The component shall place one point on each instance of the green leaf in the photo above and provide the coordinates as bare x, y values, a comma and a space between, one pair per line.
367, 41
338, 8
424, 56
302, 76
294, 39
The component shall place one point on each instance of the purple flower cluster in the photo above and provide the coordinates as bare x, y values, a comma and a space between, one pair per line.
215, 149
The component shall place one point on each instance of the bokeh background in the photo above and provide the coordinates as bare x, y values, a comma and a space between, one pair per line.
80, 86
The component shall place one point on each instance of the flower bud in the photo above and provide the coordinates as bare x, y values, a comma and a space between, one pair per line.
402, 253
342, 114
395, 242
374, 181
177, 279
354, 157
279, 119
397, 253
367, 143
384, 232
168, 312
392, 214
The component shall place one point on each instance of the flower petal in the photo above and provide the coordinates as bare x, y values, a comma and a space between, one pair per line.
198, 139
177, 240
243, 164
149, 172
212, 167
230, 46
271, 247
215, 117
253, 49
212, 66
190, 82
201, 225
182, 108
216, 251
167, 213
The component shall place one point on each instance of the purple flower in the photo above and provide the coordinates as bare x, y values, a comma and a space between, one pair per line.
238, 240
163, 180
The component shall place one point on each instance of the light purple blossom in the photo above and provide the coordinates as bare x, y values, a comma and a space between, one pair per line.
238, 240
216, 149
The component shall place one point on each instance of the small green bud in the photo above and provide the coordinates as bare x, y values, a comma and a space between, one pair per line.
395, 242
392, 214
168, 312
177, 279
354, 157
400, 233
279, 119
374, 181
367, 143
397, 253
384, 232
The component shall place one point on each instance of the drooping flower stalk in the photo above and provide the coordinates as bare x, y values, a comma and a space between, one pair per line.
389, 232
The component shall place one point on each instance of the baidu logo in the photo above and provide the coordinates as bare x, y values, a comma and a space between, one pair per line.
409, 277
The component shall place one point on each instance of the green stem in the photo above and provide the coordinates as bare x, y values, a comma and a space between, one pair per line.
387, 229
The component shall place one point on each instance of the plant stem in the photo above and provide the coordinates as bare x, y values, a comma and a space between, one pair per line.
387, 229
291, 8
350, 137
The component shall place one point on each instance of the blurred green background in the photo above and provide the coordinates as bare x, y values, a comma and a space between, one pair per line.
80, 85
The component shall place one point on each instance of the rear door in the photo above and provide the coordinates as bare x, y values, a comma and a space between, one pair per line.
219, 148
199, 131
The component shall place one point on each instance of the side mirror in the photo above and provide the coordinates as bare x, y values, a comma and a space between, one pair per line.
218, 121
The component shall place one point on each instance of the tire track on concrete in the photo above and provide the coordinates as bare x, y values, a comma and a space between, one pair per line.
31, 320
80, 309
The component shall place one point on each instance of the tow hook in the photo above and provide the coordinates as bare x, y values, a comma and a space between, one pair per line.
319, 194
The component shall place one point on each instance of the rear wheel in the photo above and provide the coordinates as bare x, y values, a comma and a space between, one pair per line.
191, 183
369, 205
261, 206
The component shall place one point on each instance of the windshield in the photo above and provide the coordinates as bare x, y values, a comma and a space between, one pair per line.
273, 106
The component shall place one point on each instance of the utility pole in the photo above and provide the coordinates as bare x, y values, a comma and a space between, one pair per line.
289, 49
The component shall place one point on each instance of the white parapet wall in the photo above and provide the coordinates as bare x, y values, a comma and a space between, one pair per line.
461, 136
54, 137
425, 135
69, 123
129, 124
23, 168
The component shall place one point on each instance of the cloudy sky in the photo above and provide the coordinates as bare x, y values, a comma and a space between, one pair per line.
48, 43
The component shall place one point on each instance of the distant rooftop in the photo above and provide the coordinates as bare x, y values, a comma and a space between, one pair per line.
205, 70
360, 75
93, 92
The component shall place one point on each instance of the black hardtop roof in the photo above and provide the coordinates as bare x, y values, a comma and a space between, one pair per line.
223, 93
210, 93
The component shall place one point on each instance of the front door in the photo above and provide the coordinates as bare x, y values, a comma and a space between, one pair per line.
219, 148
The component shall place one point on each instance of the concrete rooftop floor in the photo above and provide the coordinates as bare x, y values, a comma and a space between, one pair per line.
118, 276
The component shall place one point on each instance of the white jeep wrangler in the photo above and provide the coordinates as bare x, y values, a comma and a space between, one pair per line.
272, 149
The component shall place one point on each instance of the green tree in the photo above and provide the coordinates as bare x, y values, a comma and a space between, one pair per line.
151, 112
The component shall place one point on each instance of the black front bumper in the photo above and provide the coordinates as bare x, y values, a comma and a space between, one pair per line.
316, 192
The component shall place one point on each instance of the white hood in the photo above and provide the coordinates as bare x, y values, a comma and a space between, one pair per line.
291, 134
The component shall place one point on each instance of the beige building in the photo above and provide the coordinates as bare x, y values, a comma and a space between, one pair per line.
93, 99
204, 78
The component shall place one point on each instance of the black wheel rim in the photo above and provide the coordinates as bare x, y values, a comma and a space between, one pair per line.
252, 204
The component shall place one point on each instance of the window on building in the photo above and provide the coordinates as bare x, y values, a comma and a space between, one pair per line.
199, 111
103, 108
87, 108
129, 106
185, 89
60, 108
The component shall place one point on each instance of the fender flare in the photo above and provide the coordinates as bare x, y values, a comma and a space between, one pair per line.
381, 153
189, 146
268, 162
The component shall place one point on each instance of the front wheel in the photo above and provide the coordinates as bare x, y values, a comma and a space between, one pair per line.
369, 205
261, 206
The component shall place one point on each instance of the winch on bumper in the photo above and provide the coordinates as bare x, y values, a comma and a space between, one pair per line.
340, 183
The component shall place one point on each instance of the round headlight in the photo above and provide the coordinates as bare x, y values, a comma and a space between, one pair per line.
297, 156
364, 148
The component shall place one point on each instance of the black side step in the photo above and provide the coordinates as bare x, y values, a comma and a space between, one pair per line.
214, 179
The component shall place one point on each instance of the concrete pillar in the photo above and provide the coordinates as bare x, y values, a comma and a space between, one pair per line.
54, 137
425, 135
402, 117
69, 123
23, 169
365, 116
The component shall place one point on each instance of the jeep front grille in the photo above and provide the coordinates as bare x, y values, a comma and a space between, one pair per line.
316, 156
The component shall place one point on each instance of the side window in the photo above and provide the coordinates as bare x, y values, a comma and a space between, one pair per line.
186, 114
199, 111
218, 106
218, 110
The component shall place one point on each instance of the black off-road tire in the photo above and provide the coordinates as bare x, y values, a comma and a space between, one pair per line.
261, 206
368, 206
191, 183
--------------------------------
> _PROBLEM DESCRIPTION_
Copy out all the entries shown above, character for character.

> _RESULT OF THIS EXERCISE_
The component shall place one point on each instance of the green leaf in the photo above and provide the coordinates as bare x, y values, a comma and a space between, one pair per line.
367, 41
338, 8
424, 56
302, 76
294, 39
The component shall place one point on each instance of the purple flower cluster in the photo above and provide the coordinates as bare x, y values, a comma and a space between, one pair per line.
215, 149
The component shall place one point on each instance of the bokeh background in the photo above and provide the coordinates as bare x, y values, a comma and a space between, one pair per line.
80, 86
The component shall place one point on each instance of the flower bud in the photo above and provide the coordinates as bare x, y values, a comma and a space between, one pair per line.
402, 253
342, 114
395, 242
374, 181
177, 279
354, 157
279, 119
397, 253
367, 143
384, 232
168, 312
392, 214
The component shall place one point on each instance of the flower petal in the photo above and provide the coordinates as bare x, y values, a comma and a space between, one pair per line.
198, 139
177, 240
243, 164
149, 172
212, 167
230, 46
271, 247
215, 117
253, 49
212, 66
190, 82
201, 225
182, 108
216, 251
167, 213
The component shall place one point on each instance of the purple flower in the photo above and provide the coordinates as bare x, y values, a comma and a space between, one pair per line.
238, 240
163, 180
The component shall place one point on each instance of the light purple blossom in the photo above and provide the coordinates as bare x, y values, a comma and a space between, one pair per line.
238, 240
216, 149
The component shall place one point on each instance of the small green bud in the photo above and provide the coordinates as bare x, y values, a comma and a space between, one pair per line.
395, 242
392, 214
168, 312
177, 279
354, 157
400, 233
279, 119
374, 181
367, 143
397, 253
384, 232
The component shall place one point on each instance of the drooping flower stalk in the photo above and provide the coordinates as bare x, y values, a comma and a space between, one pair per line.
389, 232
The component shall place one point on each instance of the baidu logo in the photo above and provide the coordinates as bare x, y values, a comma and a space between, one pair per line.
409, 277
The component shall place one point on each instance of the green stem in the photo above and provide the coordinates as bare x, y values, a comma and a space between, one pair per line.
387, 229
The component shall place one point on each instance of the plant stem in the photo above and provide the coordinates as bare x, y values, a comma and a space between, one pair per line.
387, 229
291, 8
350, 137
The component shall place one point on each instance of the blurred green background in the photo above and provide the coordinates as bare x, y values, a comma and a space between, one pair per line.
80, 85
The component shall place one point on each instance of the rear door in the photo above and provide the coordinates as bare x, y values, a comma and a space between, one pair per line.
219, 148
199, 131
The component shall place one point on each instance of the side mirror in the photo above and provide the coordinates as bare x, y values, a comma and a space between, one pair per line.
218, 121
The component shall place one point on each instance of the tire track on concrete in the photo above and provide the coordinates as bare x, y values, a comma and a space between, one pair per line.
31, 320
80, 309
The component shall place one point on each instance of the tow hook in the photo above and provide the coordinates as bare x, y values, a comma and a space between, one pair per line.
319, 194
The component shall place one point on each instance of the rear wheel in the photo above and provide the coordinates as bare x, y values, a comma and a space between, one pair per line.
191, 183
369, 205
261, 206
The component shall place one point on each instance of the windshield in the photo above and provide the coordinates as bare x, y values, a comma and a space between, one pair per line.
273, 106
The component shall place one point on each instance of the utility pole in the photo above and provide the coordinates as bare x, y values, a comma and a space between, one pair per line.
289, 49
The component shall place one point on each instance of the white parapet wall in the photo above and provide the coordinates as bare x, y values, a comma and a space between, one pair per line.
461, 136
54, 137
425, 135
69, 123
129, 124
23, 168
The component shall place one point on each instance of the cloudy sky in the photo above and provide the coordinates as bare x, y values, a comma and a space between, one pair per line.
48, 43
The component shall place one point on each instance of the distant rooftop in the photo above and provide the coordinates as bare x, y values, a comma and a space between, one pair per line.
205, 70
360, 75
93, 92
The component shall place one point on each instance of the black hardtop roof in the photo above and provide the coordinates as bare x, y values, a comma and a space between, one pair per line.
223, 93
210, 93
The component shall place one point on each instance of the front door in the photo above and provide the coordinates as bare x, y values, a comma and a space between, one pair per line.
219, 148
The component shall place one point on each instance of the concrete rooftop floor in the photo above and provide the coordinates as bare x, y values, a comma and a space between, one pair per line.
118, 276
The component shall place one point on each instance of the white jeep wrangler in the photo above and provide the coordinates as bare x, y values, a comma and a space between, one pair per line.
272, 149
The component shall place one point on each instance of the green tree in the photo above and provide the coordinates as bare x, y values, a comma and a space between, one pair per line.
151, 112
The component shall place one point on each instance of the black front bumper in the photo above and provide the coordinates as bare x, y values, a comma and a space between, one pair per line.
316, 192
The component shall place one point on each instance of the white hood in the photo above and provide the coordinates as bare x, y values, a comma and a space between, one pair per line.
291, 134
The component shall place one point on each instance of the beige building in the photo above and provide the coordinates as bare x, y values, a comma and a space between, one pair per line.
93, 99
204, 78
The component shall place one point on each instance of the black wheel rim in the photo above and provide the coordinates as bare x, y values, a comma and a space between, one pair per line.
252, 204
The component shall place one point on each instance of the window on building in the photo above and provide the coordinates as bare x, y values, a comma and a space between, one pair per line.
199, 111
103, 108
87, 108
129, 106
185, 89
60, 108
The component shall place one point on each instance of the fender flare in the photo above and provide the coordinates as bare x, y values, a comma and a space between, one pair per line.
381, 153
189, 146
268, 162
The component shall place one point on each instance of the front wheel in the photo above and provide the coordinates as bare x, y values, a comma and a space between, one pair per line.
369, 205
261, 206
The component shall place one point on each instance of the winch on bumper in the photo above and provide the coordinates as bare x, y values, a comma and a space between, one pair per line.
340, 183
The component shall place one point on each instance of the round headlight in the photo above and provide the coordinates as bare x, y values, a comma and a space between, one pair per line.
297, 156
364, 148
The component shall place one point on each instance of the black side step in the photo above and provide the coordinates as bare x, y values, a comma and a space between, one pair per line.
214, 179
The component shall place one point on each instance of the concrete pillar in the photo above and provide the coordinates as bare x, y values, a comma and a space between, one pair per line.
54, 137
425, 135
402, 117
69, 123
23, 169
365, 116
The component shall place one point on each instance of the jeep front grille in the photo above and provide the coordinates as bare x, y values, a comma and a space between, one pair per line.
316, 156
The component shall place one point on each instance of the side window in the photo above and provide the coordinates as bare x, y values, a comma and a space between, one pair per line.
186, 114
199, 111
218, 106
218, 110
The component shall place one point on each instance of the black off-road tire in the photo above and provide the coordinates as bare x, y values, a comma and a space between, one pair per line.
261, 206
368, 206
191, 183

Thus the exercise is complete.